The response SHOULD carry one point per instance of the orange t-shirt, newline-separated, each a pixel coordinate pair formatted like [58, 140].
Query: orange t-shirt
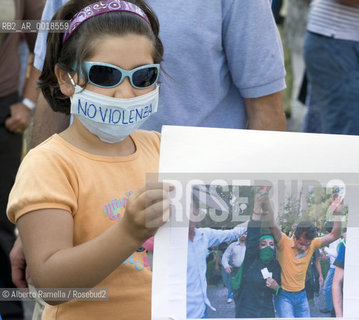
[94, 189]
[294, 266]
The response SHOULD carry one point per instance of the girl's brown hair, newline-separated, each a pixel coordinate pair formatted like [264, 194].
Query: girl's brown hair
[80, 45]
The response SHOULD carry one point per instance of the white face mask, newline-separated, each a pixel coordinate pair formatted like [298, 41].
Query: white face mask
[112, 119]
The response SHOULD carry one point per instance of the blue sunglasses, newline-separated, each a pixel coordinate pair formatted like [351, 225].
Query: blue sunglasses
[107, 75]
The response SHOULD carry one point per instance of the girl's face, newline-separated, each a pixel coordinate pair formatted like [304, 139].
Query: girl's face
[127, 52]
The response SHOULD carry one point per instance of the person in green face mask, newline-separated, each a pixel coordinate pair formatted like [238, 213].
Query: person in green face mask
[260, 278]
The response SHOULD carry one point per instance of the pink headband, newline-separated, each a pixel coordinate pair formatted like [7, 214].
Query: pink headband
[101, 7]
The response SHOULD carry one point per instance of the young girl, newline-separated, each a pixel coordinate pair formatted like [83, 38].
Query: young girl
[79, 200]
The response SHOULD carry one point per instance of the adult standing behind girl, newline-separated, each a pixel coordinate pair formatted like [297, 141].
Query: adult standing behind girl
[71, 191]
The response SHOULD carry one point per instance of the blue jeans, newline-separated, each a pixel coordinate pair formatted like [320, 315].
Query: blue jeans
[327, 289]
[227, 282]
[292, 305]
[332, 67]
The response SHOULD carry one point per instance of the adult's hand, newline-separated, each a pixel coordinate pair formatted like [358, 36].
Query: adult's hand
[18, 264]
[266, 113]
[19, 119]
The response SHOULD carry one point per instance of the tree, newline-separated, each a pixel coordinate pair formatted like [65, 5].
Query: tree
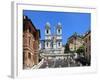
[66, 48]
[80, 50]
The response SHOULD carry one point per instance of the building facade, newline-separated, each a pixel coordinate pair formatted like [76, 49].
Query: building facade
[53, 41]
[30, 43]
[74, 42]
[87, 44]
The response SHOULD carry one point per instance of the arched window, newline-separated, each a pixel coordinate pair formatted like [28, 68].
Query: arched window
[29, 55]
[59, 43]
[47, 31]
[47, 44]
[58, 30]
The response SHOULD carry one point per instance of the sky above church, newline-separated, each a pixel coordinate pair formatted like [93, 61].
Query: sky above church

----

◆ **TASK**
Render every line of the records above as a JSON array of strings, one string per line, with blank lines skipped and the pictures left out.

◆ **FINAL RESULT**
[
  "The response SHOULD carry one point per instance of the orange t-shirt, newline-separated, each a pixel coordinate pair formatted like [58, 140].",
  "Query: orange t-shirt",
  "[94, 189]",
  "[294, 266]",
  "The response SHOULD carry one point per instance of the girl's brown hair, newline-separated, each a pixel coordinate pair formatted like [264, 194].",
  "Query: girl's brown hair",
  "[80, 45]",
  "The response SHOULD carry one point per instance of the white face mask, newline-separated, each a pixel coordinate pair formatted like [298, 41].",
  "Query: white face mask",
  "[112, 119]",
  "The response SHOULD carry one point per instance of the blue sunglasses, newline-separated, each a pixel coordinate pair formatted like [351, 225].",
  "Query: blue sunglasses",
  "[107, 75]",
  "The response SHOULD carry one point per instance of the girl's face, newline-separated, each a pixel coordinate pair formatted like [304, 139].",
  "Query: girl's face",
  "[127, 52]",
  "The response SHOULD carry one point per instance of the person in green face mask, newline-separated, each a pixel coordinate pair formatted like [238, 213].",
  "Query: person in green face mask",
  "[260, 278]",
  "The response SHOULD carry one point per instance of the pink headband, newline-separated, each a pixel coordinate pair formatted like [7, 214].",
  "Query: pink headband",
  "[101, 7]",
  "The response SHOULD carry one point per instance of the young girl, newline-separated, each a pixel coordinate pair formatted like [83, 38].",
  "Query: young girl",
  "[79, 200]",
  "The response SHOULD carry one point per instance of the adult standing behind girl, newline-separated, each a pixel coordinate pair formatted like [297, 141].",
  "Query: adult standing behind girl",
  "[71, 191]",
  "The response SHOULD carry one point per instance of the blue jeans, newline-separated, each a pixel coordinate pair formatted like [320, 315].",
  "Query: blue jeans",
  "[327, 289]",
  "[227, 282]",
  "[292, 305]",
  "[332, 67]",
  "The response SHOULD carry one point per instance of the adult's hand, newline-separated, each a pixel coordinate pair formatted like [358, 36].",
  "Query: adult's hand",
  "[18, 264]",
  "[266, 113]",
  "[19, 119]",
  "The response SHOULD carry one point per instance of the tree, newline-separated, each a pixel coordinate pair formatted like [65, 5].",
  "Query: tree",
  "[66, 48]",
  "[80, 50]",
  "The response SHOULD carry one point per instance of the building facade, newline-separated, each a pixel coordinate pair formatted like [76, 49].",
  "Query: building facade",
  "[53, 41]",
  "[30, 43]",
  "[74, 42]",
  "[87, 44]",
  "The response SHOULD carry one point per instance of the arched window, newline-separated, each a pixel coordinate pair formatted like [28, 68].",
  "Query: arched window",
  "[29, 55]",
  "[59, 43]",
  "[47, 31]",
  "[47, 44]",
  "[58, 30]",
  "The response SHOULD carry one point per instance of the sky above church, newline-separated, each a pixel coordinate pair formatted like [93, 61].",
  "Query: sky above church"
]